* _What you need to do_: Return the records below exactly as they are written.

Natural-language object grounding data:

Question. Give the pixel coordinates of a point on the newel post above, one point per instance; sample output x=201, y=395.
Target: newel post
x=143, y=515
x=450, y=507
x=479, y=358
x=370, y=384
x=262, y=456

* _Solution to this exercise_:
Question. Give the pixel coordinates of a point on the newel post above, one point per instance; sample output x=201, y=395.
Target: newel post
x=143, y=515
x=450, y=507
x=479, y=358
x=370, y=384
x=262, y=456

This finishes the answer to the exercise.